◆ **Task description**
Below are the records; collect from them each line containing the string "please".

◆ **Dataset excerpts**

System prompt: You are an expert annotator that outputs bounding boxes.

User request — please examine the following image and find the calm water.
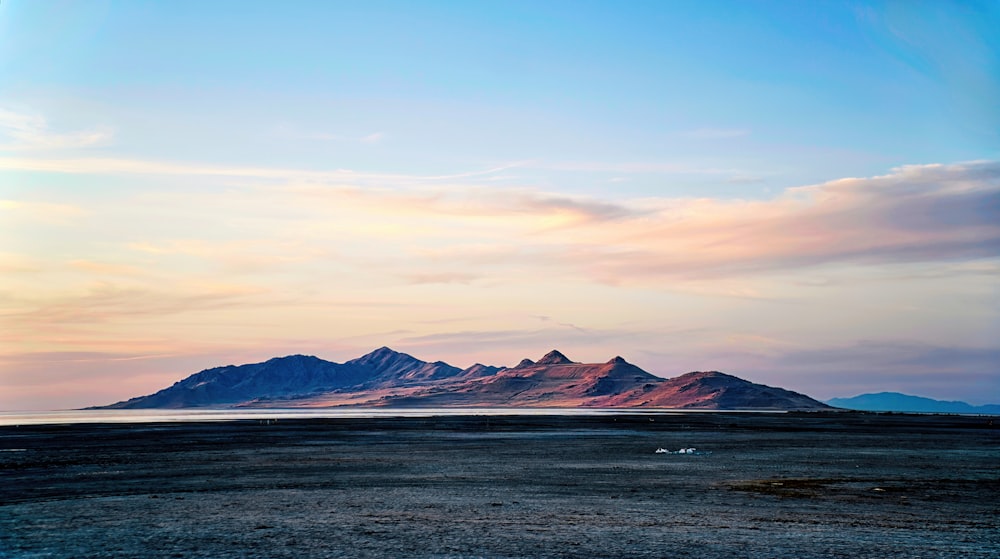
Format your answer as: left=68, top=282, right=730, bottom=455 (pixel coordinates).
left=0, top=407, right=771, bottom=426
---
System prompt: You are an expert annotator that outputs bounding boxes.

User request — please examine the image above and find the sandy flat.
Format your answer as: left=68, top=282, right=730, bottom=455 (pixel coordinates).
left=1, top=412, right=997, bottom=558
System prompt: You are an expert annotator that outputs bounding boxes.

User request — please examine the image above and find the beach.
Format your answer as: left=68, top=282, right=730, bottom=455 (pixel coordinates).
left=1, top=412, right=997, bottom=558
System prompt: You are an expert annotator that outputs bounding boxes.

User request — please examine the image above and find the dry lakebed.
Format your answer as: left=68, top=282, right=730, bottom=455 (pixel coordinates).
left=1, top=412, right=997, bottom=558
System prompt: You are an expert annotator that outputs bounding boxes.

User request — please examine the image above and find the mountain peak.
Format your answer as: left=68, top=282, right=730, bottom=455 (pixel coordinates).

◆ **Solved problem**
User request — please examine the following image and find the calm water.
User request — please examine the image above and find the sandy flat.
User request — please examine the image above and find the beach.
User request — please examine the image above and find the dry lakebed.
User request — please examine the image above and find the mountain peak.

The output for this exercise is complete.